● **Task to carry out**:
Once the line with "Target: white countertop" is found in the entries below, repeat it and each following line exactly, up to and including the line with "Plain rules. Mark every instance of the door frame". Add no other lines.

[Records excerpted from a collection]
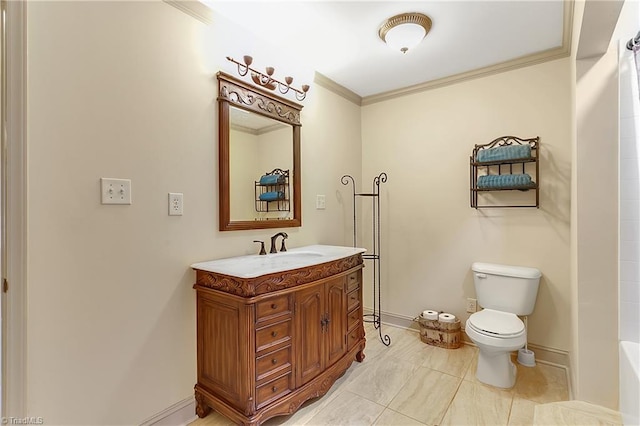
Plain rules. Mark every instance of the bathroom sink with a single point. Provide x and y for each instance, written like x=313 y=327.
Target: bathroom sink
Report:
x=254 y=265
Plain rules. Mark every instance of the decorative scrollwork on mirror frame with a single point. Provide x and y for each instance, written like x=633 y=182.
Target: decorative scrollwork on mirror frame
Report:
x=234 y=92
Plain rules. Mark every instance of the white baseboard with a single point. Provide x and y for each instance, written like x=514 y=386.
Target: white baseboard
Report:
x=181 y=413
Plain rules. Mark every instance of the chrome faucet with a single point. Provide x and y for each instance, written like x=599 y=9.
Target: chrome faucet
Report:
x=273 y=242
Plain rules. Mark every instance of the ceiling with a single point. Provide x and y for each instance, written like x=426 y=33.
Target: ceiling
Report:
x=339 y=39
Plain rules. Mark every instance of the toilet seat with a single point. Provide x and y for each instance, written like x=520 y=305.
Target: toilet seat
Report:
x=496 y=324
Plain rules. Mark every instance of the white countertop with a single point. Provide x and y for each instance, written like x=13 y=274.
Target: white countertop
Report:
x=252 y=266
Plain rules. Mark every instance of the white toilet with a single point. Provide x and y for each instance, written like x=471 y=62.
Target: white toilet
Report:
x=504 y=292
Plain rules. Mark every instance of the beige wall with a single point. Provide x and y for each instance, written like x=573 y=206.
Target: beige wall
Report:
x=127 y=89
x=430 y=234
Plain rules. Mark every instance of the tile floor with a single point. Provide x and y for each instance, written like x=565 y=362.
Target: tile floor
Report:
x=412 y=383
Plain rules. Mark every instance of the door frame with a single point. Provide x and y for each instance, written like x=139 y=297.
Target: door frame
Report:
x=14 y=208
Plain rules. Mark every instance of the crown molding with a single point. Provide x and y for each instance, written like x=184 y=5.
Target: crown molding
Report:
x=193 y=8
x=327 y=83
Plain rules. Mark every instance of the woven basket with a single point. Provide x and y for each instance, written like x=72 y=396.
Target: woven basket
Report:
x=442 y=334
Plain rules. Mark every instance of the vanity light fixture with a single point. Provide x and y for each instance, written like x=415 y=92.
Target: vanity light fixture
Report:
x=267 y=80
x=405 y=31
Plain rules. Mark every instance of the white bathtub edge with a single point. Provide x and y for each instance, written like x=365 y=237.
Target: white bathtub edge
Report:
x=630 y=382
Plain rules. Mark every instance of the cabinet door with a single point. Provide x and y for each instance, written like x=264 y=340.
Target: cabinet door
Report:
x=310 y=347
x=336 y=328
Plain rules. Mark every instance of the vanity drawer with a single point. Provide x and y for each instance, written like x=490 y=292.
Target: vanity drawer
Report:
x=273 y=334
x=353 y=299
x=272 y=307
x=353 y=319
x=272 y=390
x=353 y=281
x=272 y=362
x=353 y=337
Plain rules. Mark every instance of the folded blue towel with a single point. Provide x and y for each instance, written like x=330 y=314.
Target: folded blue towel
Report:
x=501 y=153
x=272 y=196
x=517 y=181
x=271 y=179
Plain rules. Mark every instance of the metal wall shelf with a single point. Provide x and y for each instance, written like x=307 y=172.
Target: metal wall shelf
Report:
x=506 y=167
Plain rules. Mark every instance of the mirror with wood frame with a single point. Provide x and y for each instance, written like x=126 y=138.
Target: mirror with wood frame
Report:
x=259 y=157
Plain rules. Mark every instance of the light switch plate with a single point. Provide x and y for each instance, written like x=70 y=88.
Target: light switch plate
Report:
x=115 y=191
x=175 y=204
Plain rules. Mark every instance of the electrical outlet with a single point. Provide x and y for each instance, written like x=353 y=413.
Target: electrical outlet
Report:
x=472 y=305
x=175 y=204
x=115 y=191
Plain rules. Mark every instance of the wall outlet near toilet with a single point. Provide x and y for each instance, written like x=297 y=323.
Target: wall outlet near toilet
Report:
x=175 y=204
x=115 y=191
x=472 y=305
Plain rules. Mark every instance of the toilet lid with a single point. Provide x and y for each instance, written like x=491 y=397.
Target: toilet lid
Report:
x=496 y=323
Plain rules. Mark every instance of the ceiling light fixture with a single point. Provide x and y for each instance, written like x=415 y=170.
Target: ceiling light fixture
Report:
x=405 y=31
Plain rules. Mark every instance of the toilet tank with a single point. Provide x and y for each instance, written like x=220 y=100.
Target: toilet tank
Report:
x=506 y=288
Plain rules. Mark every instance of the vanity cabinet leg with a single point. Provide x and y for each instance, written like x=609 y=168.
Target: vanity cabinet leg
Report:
x=202 y=409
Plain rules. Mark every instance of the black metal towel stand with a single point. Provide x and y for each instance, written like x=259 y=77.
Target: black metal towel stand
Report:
x=374 y=317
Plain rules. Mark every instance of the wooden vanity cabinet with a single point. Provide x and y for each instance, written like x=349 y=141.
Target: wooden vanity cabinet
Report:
x=267 y=344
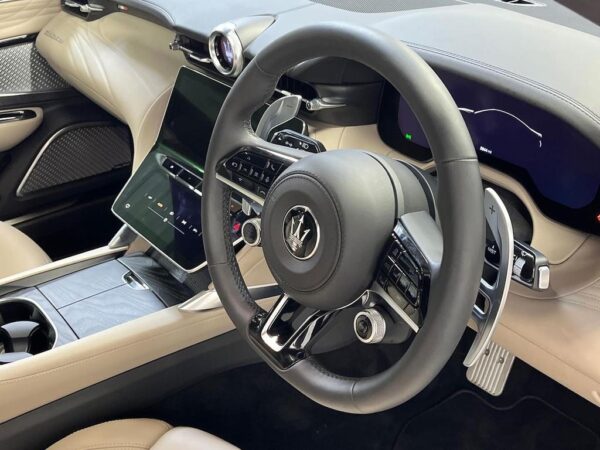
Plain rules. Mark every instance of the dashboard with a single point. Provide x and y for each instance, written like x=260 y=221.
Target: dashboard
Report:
x=559 y=167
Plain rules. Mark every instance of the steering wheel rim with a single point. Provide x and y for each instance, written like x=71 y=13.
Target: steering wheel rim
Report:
x=460 y=209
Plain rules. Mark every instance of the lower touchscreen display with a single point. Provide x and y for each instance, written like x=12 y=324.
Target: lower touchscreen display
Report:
x=162 y=201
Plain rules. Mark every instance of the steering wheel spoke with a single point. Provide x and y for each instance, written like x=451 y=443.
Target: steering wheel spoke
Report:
x=287 y=332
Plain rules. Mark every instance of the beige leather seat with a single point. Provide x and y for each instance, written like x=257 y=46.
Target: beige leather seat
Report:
x=18 y=252
x=130 y=434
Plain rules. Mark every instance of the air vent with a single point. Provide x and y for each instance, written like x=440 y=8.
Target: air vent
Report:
x=196 y=52
x=521 y=2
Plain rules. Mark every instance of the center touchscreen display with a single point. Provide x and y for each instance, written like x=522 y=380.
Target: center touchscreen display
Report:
x=162 y=201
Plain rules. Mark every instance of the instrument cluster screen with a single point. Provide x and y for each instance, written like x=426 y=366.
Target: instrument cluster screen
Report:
x=558 y=166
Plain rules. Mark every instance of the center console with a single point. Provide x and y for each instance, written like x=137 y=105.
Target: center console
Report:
x=161 y=203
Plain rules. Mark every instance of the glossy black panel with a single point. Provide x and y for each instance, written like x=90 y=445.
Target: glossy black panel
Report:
x=163 y=201
x=559 y=167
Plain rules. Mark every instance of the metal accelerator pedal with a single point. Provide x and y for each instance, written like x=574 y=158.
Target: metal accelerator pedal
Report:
x=489 y=364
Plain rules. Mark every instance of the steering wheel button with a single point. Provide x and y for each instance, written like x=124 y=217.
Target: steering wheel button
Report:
x=262 y=191
x=254 y=159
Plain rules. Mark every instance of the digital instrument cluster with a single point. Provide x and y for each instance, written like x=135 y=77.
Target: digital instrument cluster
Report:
x=559 y=167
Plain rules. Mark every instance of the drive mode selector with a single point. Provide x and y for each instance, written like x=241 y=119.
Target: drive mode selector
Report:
x=369 y=326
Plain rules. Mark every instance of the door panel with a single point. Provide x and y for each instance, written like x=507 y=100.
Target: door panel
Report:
x=22 y=17
x=62 y=158
x=17 y=125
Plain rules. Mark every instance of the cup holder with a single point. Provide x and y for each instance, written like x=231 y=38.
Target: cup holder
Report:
x=24 y=330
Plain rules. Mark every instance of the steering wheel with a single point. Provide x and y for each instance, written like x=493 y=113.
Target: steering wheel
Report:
x=335 y=224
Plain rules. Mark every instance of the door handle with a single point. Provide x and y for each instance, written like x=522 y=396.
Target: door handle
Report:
x=15 y=116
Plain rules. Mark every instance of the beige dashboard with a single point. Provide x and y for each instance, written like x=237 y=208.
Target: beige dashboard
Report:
x=124 y=64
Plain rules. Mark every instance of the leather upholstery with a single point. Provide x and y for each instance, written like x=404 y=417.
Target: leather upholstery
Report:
x=19 y=252
x=148 y=434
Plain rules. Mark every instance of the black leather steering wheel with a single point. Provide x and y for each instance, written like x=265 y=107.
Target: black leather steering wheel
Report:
x=330 y=220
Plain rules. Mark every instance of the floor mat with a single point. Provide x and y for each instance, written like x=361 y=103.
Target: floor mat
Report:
x=466 y=421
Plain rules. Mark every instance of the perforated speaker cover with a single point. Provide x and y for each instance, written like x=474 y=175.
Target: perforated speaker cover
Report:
x=23 y=69
x=78 y=153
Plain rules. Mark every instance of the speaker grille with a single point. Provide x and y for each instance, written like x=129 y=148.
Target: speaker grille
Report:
x=23 y=69
x=77 y=153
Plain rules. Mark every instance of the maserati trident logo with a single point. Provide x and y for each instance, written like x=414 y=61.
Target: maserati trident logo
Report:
x=301 y=232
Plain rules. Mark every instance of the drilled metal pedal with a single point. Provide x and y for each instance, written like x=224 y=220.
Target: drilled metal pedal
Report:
x=491 y=369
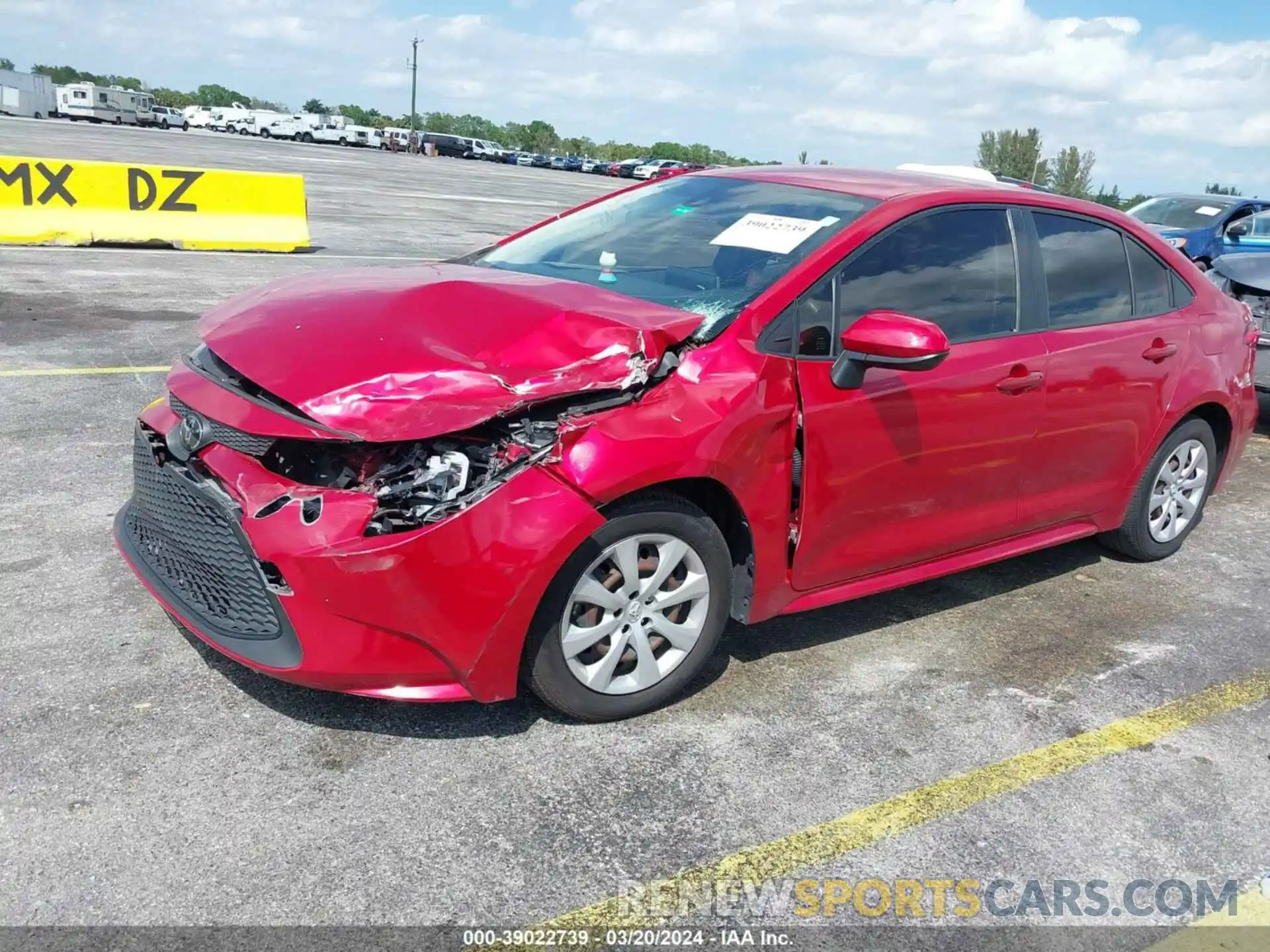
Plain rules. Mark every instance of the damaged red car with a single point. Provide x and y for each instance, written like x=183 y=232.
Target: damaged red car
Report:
x=570 y=459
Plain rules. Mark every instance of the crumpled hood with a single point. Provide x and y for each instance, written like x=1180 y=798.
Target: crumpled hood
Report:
x=408 y=353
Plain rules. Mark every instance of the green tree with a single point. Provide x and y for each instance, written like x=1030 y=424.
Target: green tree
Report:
x=1015 y=154
x=542 y=136
x=1109 y=198
x=216 y=95
x=172 y=97
x=1072 y=171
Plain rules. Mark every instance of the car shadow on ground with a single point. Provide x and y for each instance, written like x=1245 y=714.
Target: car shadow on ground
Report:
x=743 y=644
x=1264 y=419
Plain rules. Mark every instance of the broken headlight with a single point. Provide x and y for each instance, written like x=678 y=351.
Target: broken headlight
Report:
x=415 y=483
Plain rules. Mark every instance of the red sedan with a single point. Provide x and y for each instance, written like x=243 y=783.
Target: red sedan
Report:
x=571 y=459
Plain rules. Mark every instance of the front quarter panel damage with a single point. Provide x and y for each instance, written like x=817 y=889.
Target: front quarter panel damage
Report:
x=726 y=414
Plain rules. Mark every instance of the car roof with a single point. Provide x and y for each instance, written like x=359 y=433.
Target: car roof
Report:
x=883 y=186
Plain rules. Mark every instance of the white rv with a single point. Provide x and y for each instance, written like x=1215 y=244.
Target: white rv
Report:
x=95 y=103
x=339 y=130
x=230 y=118
x=197 y=116
x=298 y=127
x=31 y=95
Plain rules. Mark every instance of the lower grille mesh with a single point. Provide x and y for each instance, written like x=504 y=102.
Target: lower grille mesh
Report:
x=192 y=547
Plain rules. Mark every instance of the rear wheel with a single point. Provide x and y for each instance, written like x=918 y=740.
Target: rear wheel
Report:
x=1170 y=499
x=634 y=615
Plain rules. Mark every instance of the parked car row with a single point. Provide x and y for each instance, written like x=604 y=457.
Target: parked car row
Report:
x=625 y=169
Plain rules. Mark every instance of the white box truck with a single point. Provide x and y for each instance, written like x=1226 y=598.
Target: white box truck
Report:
x=30 y=95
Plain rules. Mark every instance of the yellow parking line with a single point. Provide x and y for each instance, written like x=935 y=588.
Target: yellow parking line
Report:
x=833 y=840
x=78 y=371
x=1253 y=909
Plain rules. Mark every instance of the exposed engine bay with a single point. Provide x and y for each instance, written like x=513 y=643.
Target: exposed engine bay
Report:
x=418 y=483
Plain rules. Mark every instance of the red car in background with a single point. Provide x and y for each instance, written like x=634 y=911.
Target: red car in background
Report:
x=568 y=460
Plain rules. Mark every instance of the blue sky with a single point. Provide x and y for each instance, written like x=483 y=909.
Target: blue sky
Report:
x=1169 y=95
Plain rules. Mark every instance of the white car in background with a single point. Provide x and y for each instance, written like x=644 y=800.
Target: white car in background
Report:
x=650 y=169
x=169 y=118
x=288 y=127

● **Solution**:
Target: white countertop
Report:
x=252 y=266
Plain rules. Mark every instance of the white toilet with a single point. Provide x and y for each instance, written like x=471 y=62.
Target: white toilet
Report:
x=504 y=292
Plain rules. Mark every instance of the beige wall with a single point. Provide x and y for each instance, written like x=573 y=206.
Target: beige wall
Report:
x=127 y=89
x=430 y=234
Plain rules. Mark every instance of the tile floor with a single point. Provide x and y for each instance, written like x=565 y=362.
Target: tile floor
Report:
x=412 y=383
Plain rules. Mark every instance of the door frame with a single point. Provide x and y for each instance, written like x=139 y=297.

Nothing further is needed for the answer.